Rewrite the rows below as a numbered list, leaving out any blank lines.

★ ★ ★ ★ ★ ★ ★

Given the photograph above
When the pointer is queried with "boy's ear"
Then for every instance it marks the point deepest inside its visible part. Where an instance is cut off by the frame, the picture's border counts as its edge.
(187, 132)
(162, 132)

★ ★ ★ ★ ★ ★ ★

** Output of the exercise **
1. Given the photograph above
2. When the pointer is queried with "boy's ear"
3. Then for every instance it marks the point deepest inside its visible part. Where an instance is cut off by the frame, the picture's border counts as its edge.
4. (187, 132)
5. (162, 132)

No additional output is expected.